# Exercise description
Each line below should be written out exactly, with none skipped.

[Point localization data]
# # # # # # #
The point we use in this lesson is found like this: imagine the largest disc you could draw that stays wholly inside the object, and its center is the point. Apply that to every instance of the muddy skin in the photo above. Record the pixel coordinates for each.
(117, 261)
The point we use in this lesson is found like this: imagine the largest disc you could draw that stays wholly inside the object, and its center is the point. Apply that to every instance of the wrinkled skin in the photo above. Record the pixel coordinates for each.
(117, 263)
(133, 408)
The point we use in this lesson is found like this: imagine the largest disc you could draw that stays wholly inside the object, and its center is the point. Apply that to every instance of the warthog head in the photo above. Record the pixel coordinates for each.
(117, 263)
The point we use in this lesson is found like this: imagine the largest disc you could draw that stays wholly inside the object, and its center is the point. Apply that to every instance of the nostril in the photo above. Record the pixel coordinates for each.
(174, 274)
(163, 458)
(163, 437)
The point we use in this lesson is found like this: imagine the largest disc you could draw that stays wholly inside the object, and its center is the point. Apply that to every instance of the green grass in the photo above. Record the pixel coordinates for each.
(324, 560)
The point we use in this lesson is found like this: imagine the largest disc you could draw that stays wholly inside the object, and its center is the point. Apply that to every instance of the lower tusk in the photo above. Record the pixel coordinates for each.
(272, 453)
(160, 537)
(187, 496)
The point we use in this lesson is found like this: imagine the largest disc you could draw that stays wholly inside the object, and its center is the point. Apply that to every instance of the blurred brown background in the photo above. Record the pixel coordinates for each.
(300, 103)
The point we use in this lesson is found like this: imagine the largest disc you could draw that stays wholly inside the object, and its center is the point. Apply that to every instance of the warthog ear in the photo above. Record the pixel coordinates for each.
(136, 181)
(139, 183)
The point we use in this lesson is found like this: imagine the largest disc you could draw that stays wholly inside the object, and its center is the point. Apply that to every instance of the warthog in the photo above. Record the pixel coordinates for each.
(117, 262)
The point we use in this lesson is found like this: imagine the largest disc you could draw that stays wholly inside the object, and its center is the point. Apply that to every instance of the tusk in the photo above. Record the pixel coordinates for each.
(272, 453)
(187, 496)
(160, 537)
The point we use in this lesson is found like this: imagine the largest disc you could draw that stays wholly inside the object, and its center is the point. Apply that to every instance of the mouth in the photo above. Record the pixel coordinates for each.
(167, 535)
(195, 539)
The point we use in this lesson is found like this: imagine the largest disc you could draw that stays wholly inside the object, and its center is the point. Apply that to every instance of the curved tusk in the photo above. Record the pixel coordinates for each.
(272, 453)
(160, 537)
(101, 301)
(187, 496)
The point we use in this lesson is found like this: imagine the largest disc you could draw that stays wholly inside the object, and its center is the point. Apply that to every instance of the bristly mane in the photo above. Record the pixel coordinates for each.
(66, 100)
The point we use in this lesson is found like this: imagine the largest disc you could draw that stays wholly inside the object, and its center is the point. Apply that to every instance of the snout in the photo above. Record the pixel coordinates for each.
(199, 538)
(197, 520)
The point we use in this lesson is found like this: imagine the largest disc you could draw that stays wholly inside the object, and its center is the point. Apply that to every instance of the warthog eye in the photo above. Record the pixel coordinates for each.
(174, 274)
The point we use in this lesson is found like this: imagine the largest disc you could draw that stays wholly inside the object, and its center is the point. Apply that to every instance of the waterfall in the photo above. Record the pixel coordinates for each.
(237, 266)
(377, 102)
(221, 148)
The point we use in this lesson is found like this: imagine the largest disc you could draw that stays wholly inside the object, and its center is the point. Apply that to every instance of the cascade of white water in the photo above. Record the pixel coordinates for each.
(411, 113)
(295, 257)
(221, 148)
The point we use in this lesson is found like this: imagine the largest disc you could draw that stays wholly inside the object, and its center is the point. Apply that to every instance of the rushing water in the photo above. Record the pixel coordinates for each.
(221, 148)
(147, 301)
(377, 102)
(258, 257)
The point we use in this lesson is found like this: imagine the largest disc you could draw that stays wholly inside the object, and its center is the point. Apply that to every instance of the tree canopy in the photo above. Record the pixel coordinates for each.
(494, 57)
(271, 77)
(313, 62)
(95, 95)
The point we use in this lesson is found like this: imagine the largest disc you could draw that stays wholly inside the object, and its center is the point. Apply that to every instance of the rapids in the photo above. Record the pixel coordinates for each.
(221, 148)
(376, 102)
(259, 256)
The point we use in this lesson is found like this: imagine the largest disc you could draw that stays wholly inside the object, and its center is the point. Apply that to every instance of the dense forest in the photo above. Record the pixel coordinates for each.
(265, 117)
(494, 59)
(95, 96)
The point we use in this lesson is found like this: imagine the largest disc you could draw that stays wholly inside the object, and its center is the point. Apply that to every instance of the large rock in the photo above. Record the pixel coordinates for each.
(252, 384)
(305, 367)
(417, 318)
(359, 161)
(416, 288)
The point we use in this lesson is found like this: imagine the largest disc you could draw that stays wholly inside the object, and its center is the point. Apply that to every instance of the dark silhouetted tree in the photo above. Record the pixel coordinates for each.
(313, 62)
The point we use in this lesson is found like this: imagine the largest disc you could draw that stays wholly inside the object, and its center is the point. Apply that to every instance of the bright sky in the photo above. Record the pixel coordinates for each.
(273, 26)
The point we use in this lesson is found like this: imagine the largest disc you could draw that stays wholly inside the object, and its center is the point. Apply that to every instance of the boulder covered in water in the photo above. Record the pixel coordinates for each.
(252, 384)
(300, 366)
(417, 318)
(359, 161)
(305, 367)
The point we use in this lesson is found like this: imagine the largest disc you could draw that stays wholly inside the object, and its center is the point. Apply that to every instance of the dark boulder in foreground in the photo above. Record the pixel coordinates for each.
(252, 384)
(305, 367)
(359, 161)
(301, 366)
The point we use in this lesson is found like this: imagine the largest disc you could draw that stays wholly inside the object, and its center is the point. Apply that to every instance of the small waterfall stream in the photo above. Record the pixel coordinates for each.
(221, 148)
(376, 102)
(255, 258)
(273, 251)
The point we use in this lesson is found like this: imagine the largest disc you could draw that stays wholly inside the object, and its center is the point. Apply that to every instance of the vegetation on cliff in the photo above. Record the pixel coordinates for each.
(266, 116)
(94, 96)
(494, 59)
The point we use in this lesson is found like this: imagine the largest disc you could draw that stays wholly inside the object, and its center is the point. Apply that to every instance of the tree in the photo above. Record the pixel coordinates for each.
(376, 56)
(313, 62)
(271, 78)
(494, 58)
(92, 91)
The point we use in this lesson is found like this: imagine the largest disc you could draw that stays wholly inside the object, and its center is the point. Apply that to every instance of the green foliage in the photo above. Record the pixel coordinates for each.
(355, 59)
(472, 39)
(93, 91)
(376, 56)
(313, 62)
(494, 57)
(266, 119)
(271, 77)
# # # # # # #
# Response box
The point we use in this lesson is found like this: imagine the largest disc you could draw that stays wholly inside the object, and its center is the point. Apply that to every instance of the muddy skin in the photo above. Record the pixel coordinates for each.
(117, 261)
The point we use in this lesson is found like this: imagine the largest disc you could draw that stays wholly inside the object, and its center is the point. Apply that to every instance of the wrinkled skin in the photo above. Record the pixel coordinates for each.
(117, 263)
(133, 408)
The point we use in this lesson is found like this: imagine the largest disc you could draw that stays wholly inside the object, and its center is the point. Apply that to every instance of the warthog head in the photo above. Record the pixel coordinates for each.
(117, 263)
The point we use in this lesson is found like this: imagine the largest disc you could draw that stays wholly inside the object, and its center is the point. Apply that to every instance of the nostril in the photo above. Record the pixel coordinates for each.
(174, 274)
(163, 458)
(163, 437)
The point we use in this lesson is found like this: imagine the largest disc you could draw that stays wholly inside the object, and its center is the point. Apply that to every instance of the green grass in the photo above. Record the pixel coordinates for each.
(324, 560)
The point we use in this lesson is found like this: imagine the largest disc you could draw that stays wholly inside the object, and its center is the point. Apply that to every instance of the lower tusk in the photo above. Record the pixel coordinates for each.
(272, 453)
(160, 537)
(187, 496)
The point we use in this lesson is found like this: imagine the largest disc you could draw that stays wholly inside the object, and its center is the point. Apply that to every instance of the blurred brown background in the photo above. Record the pixel coordinates for each.
(300, 103)
The point we use in this lesson is found like this: imagine the largest disc you could draw that stays wholly inside the object, and its center is the point. Apply that to every instance of the warthog ear in the photo above. Record the pixel coordinates for each.
(136, 181)
(139, 183)
The point we use in this lesson is found like this: imagine the largest disc you could draw that stays wholly inside the object, and its center is the point. Apply that to every instance of the warthog in the photo above. Record the pixel coordinates for each.
(117, 262)
The point we use in this lesson is found like this: imagine the largest disc you could draw that stays wholly inside the object, and its center is the point. Apply that to every instance of the tusk in the photo above. Record the pixel coordinates for each.
(272, 453)
(187, 496)
(160, 537)
The point we use in this lesson is found like this: imagine the largest disc you could draw that stays wholly inside the object, and its center is the point. Apply that to every instance of the mouth in the photo above. Record the pixel coordinates for each.
(167, 535)
(195, 539)
The point we use in this lesson is found like this: imagine the largest disc you could draw that stays wholly inside the object, and its center is the point. Apply that to every instance of the curved tusk in the photo above. Record the pixel coordinates for each.
(272, 453)
(160, 537)
(101, 301)
(187, 496)
The point we use in this lesson is found like this: imagine the largest disc you could draw that stays wholly inside the object, and its center is the point. Apply that to every instance of the bristly mane in the photo above. Record the pixel coordinates for each.
(66, 100)
The point we use in this lesson is found like this: imagine the largest disc you could draw that stays wholly inside the object, and its center is the point. Apply that to every instance of the snout in the photo above. Record the pixel coordinates for each.
(199, 538)
(197, 520)
The point we use in this lesson is found like this: imagine the largest disc you could draw that stays wholly inside the object, and its center is the point. Apply that to every instance of the warthog eye in the photo above. Record the pixel coordinates for each.
(174, 274)
The point we use in this lesson is found like this: imagine the largest disc you could draw that stays wholly inside the object, and its center is the point. Apply that to every instance of the waterfall in the photo above. Record the pixel coordinates for each.
(237, 266)
(377, 102)
(221, 148)
The point we use in this lesson is found like this: imagine the largest disc you could draw that stays wholly inside the object, and its center is the point. Apply that to every instance of the cascade of white water in the photo above. Record the pixel coordinates for each.
(411, 113)
(295, 257)
(221, 148)
The point we use in this lesson is found like this: imagine the largest disc you could draw that stays wholly inside the object, and its center is the point. Apply that to every instance of the rushing water in the photo above. Record the pixel coordinates for each.
(221, 148)
(147, 301)
(377, 102)
(258, 257)
The point we use in this lesson is found like this: imagine the largest disc you could draw that stays wholly inside the object, and its center is the point. Apply that to every instance of the tree canopy in the photo above. Record the pixel coordinates for each.
(494, 57)
(271, 77)
(313, 62)
(95, 95)
The point we use in this lesson is found like this: imagine the largest disc you could draw that stays wholly inside the object, and its center is the point. Apply that to every instance of the rapids in the photo above. Record the pixel coordinates for each.
(221, 148)
(376, 102)
(259, 256)
The point we use in this lesson is found like this: imagine the largest disc you could draw that stays wholly inside the object, and its center is the point. Apply that to every instance of the dense forest in the photo above. Record the pixel coordinates for each.
(265, 117)
(494, 59)
(95, 96)
The point we use in this lesson is found like this: imagine the largest disc you could draw that stays wholly inside the object, and its center is the point. Apply that to every instance of the large rock in the photo above. Record the pixel coordinates for each.
(252, 384)
(305, 367)
(417, 318)
(359, 161)
(416, 288)
The point we use in this lesson is found like this: imagine the largest disc you could draw that stays wholly inside the object, and its center is the point. Apply that to every instance of the dark silhouetted tree in the photo above. Record the pixel coordinates for each.
(313, 62)
The point we use in this lesson is found like this: imagine the largest disc you could draw that stays wholly inside the object, and its center is the point. Apply that to every instance of the bright sky in the photo above. Record the pixel coordinates for each.
(273, 26)
The point we use in this lesson is found like this: imagine the largest disc you could draw that stays wholly inside the object, and its center is the point. Apply that to every instance of the boulder covered in water in the photo above. Record the pixel coordinates for each.
(252, 384)
(300, 366)
(417, 318)
(359, 161)
(305, 367)
The point we use in this lesson is found like this: imagine the largest disc you could draw that stays wholly inside the object, and its center is the point. Apply that to every instance of the dark boulder in foreground in the photo above. Record the pixel coordinates for each.
(252, 384)
(305, 367)
(359, 161)
(301, 366)
The point we use in this lesson is found like this: imagine the largest disc you could draw that stays wholly inside the object, and its center is the point. Apply that to every instance of the small waterfall stream in the photo above. Record the pixel coordinates for each.
(221, 148)
(376, 102)
(255, 258)
(273, 251)
The point we use in this lesson is found like this: imagine the largest disc you could draw that stays wholly inside the object, and its center is the point. Apply that to every instance of the vegetation on cliff in the photo above. Record the pixel coordinates for each.
(266, 116)
(94, 96)
(494, 59)
The point we use in this lesson is found like this: imagine the largest disc you could draw that stays wholly inside the object, and its center is the point. Apply that to every instance of the tree in the photo above. Record the pixel coordinates for each.
(376, 56)
(313, 62)
(271, 78)
(494, 58)
(92, 91)
The point we use in this lesson is found like this: imagine the largest disc you could draw that stays wholly inside the object, and its center is the point. Apply that to every instance of the green foliage in the photo above. Record the pixel coordinates for each.
(355, 59)
(472, 39)
(93, 91)
(376, 56)
(313, 62)
(494, 57)
(266, 119)
(271, 77)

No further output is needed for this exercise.